PASSAGE DU TEXTE =
☆ ☆ ☆ ☆ ☆ ☆ ☆
Steeple Incorporated

Décision prise
le lundi 7 février 2022

Décision et motifs rendus
le mercredi 16 février 2022

 


EU ÉGARD À une plainte déposée aux termes du paragraphe 30.11(1) de la Loi sur le Tribunal canadien du commerce extérieur.

PAR

STEEPLE INCORPORATED

CONTRE

LE MINISTÈRE DE LA DÉFENSE NATIONALE

DÉCISION

Aux termes du paragraphe 30.13(1) de la Loi sur le Tribunal canadien du commerce extérieur, le Tribunal canadien du commerce extérieur a décidé de ne pas enquêter sur la plainte.
☆ ☆ ☆ ☆ ☆ ☆ ☆
INFORMATIONS AFFICHÉES =
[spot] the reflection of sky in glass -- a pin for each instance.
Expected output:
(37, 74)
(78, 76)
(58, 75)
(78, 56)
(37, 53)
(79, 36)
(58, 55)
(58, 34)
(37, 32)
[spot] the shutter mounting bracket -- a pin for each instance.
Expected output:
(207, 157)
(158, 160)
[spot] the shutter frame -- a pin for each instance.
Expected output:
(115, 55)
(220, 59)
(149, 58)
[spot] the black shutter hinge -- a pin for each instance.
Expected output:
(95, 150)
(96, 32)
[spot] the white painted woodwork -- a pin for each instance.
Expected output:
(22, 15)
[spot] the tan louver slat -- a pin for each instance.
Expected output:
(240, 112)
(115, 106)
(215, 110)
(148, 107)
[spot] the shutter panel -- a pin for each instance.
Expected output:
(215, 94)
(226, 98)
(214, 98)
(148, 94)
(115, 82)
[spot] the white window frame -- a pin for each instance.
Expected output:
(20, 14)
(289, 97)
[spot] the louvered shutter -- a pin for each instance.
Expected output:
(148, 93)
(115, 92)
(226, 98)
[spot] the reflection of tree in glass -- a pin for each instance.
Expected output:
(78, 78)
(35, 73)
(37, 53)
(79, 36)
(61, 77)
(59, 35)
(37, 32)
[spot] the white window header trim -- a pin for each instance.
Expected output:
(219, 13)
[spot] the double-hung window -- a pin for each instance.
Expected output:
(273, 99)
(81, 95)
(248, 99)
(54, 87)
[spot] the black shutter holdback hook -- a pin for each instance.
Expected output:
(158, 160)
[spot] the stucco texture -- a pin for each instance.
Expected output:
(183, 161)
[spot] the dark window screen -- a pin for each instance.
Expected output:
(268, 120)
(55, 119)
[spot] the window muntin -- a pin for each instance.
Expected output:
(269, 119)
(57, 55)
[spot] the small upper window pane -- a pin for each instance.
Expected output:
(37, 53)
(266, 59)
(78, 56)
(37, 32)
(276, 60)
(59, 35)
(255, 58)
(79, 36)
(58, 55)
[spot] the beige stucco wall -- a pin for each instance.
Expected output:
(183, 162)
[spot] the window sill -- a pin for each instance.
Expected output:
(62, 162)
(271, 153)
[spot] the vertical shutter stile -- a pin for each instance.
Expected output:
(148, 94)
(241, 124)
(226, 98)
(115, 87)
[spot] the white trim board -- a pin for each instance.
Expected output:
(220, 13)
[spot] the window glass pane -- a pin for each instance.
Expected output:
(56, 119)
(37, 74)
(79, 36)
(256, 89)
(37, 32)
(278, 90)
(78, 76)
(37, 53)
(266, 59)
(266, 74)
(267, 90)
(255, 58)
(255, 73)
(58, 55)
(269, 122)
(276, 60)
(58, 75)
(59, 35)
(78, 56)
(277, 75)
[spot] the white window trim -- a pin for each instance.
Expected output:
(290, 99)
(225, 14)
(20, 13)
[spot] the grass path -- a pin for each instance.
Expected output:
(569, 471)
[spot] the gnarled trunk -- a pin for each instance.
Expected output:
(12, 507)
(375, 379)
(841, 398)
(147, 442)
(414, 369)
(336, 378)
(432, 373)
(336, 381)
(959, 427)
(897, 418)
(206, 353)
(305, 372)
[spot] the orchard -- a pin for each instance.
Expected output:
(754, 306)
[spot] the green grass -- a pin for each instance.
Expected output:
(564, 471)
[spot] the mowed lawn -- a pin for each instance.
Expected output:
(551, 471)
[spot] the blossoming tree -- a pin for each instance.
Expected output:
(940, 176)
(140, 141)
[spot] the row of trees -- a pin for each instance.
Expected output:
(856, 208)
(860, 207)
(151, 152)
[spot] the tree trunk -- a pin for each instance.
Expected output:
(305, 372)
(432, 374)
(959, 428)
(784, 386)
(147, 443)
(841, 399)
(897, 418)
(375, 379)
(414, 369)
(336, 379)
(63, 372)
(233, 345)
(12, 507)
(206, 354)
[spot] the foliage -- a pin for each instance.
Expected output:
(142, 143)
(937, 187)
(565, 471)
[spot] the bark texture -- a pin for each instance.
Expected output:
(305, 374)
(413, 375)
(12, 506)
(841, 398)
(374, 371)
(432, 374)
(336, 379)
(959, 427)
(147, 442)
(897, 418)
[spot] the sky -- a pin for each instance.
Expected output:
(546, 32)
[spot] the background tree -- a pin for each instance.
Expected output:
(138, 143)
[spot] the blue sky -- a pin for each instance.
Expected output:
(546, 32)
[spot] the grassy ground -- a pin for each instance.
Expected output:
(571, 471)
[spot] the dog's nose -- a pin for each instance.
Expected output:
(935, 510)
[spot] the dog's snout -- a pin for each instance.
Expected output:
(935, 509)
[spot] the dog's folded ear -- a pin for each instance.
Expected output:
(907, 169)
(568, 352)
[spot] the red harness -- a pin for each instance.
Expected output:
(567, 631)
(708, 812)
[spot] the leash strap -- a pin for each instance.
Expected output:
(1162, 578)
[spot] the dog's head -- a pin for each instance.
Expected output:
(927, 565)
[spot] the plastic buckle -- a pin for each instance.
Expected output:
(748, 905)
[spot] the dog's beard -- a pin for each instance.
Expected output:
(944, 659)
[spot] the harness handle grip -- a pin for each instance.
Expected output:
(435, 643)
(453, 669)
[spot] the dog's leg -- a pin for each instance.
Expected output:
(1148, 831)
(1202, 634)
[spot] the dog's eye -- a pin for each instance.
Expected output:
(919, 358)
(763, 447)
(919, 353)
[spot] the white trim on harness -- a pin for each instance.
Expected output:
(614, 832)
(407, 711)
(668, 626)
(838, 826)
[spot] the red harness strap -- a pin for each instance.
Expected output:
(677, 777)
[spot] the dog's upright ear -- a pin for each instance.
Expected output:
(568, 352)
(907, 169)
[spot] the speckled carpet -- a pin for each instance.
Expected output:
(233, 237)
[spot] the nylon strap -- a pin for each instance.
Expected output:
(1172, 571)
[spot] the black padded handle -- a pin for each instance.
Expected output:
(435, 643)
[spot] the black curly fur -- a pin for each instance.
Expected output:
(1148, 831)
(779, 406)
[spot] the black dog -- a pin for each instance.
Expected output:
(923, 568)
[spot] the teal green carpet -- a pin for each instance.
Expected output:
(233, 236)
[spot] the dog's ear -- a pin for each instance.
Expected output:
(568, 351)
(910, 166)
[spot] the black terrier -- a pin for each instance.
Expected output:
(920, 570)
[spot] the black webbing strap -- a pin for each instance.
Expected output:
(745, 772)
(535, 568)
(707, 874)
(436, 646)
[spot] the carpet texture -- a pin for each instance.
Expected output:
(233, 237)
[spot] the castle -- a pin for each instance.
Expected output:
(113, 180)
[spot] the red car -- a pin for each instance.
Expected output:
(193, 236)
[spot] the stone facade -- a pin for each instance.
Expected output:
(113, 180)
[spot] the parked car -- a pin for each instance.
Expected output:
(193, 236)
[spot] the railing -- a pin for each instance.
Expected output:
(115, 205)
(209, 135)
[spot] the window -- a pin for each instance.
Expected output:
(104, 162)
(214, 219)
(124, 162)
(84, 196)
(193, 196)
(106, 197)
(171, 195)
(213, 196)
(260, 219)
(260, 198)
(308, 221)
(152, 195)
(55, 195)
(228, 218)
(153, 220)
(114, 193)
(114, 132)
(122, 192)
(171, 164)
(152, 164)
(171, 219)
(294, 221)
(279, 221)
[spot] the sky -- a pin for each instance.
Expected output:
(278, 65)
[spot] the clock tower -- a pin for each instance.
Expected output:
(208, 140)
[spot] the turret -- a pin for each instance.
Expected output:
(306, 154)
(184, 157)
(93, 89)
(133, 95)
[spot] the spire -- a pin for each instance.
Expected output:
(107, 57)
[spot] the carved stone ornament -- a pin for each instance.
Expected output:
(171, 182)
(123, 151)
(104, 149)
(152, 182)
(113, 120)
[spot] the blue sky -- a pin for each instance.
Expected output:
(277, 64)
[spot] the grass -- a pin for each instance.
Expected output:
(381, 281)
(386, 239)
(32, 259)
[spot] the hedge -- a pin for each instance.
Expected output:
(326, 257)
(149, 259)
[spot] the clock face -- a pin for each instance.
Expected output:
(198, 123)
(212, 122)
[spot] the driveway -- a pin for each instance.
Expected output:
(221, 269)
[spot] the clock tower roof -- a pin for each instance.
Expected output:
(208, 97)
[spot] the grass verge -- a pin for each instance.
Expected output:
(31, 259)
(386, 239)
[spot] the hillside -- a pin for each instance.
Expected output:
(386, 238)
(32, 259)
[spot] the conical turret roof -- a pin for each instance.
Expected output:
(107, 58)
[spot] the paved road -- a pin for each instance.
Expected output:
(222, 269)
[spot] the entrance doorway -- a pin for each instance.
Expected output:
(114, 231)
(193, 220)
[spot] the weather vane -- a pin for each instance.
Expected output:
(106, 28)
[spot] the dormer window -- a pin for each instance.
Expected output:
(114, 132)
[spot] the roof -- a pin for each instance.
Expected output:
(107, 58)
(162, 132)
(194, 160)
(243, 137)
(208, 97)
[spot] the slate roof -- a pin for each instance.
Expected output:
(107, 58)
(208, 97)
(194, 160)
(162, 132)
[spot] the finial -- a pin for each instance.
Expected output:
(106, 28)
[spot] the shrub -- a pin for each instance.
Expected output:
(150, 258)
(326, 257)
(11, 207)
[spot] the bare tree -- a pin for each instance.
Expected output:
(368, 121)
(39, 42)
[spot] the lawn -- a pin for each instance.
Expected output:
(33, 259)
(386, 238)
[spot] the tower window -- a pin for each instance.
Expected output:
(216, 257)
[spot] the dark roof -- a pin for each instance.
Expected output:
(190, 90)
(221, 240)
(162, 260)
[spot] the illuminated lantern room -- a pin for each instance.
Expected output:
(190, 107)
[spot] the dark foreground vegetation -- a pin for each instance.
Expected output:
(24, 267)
☆ ☆ ☆ ☆ ☆ ☆ ☆
CONSIGNE ÉCRITE A =
Extrayez en entier, sans aucune modification, le texte sur la plainte de Steeple Incorporated.
CONSIGNE ÉCRITE B =
Affichez chaque ligne des enregistrements qui contient la chaîne « texture ». La casse compte.

RÉPONSE RÉDIGÉE A =
Steeple Incorporated

Décision prise
le lundi 7 février 2022

Décision et motifs rendus
le mercredi 16 février 2022

 


EU ÉGARD À une plainte déposée aux termes du paragraphe 30.11(1) de la Loi sur le Tribunal canadien du commerce extérieur.

PAR

STEEPLE INCORPORATED

CONTRE

LE MINISTÈRE DE LA DÉFENSE NATIONALE

DÉCISION

Aux termes du paragraphe 30.13(1) de la Loi sur le Tribunal canadien du commerce extérieur, le Tribunal canadien du commerce extérieur a décidé de ne pas enquêter sur la plainte.

RÉPONSE RÉDIGÉE B =
[spot] the stucco texture -- a pin for each instance.
[spot] the bark texture -- a pin for each instance.
[spot] the carpet texture -- a pin for each instance.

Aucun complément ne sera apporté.